━━━━━ Dataset excerpts ━━━━━

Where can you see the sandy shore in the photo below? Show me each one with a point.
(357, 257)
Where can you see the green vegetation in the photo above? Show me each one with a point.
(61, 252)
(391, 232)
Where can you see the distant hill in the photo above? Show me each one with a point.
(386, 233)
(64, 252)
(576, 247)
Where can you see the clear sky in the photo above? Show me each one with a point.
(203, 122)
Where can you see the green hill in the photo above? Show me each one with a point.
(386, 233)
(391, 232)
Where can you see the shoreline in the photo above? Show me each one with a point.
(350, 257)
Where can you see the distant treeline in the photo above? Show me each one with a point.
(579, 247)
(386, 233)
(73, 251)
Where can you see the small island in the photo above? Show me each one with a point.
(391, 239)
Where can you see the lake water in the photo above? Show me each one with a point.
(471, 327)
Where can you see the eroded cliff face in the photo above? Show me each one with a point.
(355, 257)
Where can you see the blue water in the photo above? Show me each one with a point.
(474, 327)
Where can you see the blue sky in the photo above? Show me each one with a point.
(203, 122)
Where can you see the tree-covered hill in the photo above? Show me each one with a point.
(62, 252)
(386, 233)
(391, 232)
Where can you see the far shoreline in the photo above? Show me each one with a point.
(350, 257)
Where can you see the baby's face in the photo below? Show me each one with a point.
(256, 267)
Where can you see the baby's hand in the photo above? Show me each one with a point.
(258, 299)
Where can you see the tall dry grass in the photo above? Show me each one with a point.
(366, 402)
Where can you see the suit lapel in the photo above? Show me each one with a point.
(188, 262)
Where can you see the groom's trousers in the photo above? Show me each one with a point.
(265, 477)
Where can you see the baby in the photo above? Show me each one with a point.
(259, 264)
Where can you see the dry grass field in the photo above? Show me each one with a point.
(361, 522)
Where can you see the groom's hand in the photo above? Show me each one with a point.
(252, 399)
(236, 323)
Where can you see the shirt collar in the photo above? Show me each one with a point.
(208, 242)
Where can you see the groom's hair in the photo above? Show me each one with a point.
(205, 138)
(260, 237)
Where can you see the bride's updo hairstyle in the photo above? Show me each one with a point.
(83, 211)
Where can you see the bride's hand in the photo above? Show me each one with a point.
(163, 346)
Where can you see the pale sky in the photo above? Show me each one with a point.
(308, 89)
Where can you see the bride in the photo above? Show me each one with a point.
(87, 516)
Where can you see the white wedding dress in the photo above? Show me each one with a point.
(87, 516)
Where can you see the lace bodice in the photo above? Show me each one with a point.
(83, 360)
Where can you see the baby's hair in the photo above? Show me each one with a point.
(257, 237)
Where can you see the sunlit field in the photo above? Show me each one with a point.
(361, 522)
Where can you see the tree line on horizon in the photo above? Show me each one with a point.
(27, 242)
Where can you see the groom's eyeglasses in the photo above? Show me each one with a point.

━━━━━

Challenge: From the line holding "Where can you see the white" through the last line above, reproduce each line exactly and add nothing.

Answer:
Where can you see the white wedding dress in the photo above? Show me each one with a point.
(87, 516)
Where can you see the lace bodice in the photo above? Show me each one with a point.
(83, 360)
Where can you see the baby's hair in the photo above? Show me each one with a point.
(257, 237)
Where can you see the sunlit field in the photo above? Show me each one with a point.
(361, 522)
Where can you see the tree line on horizon in the photo above? Show me each one with a point.
(27, 242)
Where can you see the groom's eyeglasses in the photo above? Show me each one with a point.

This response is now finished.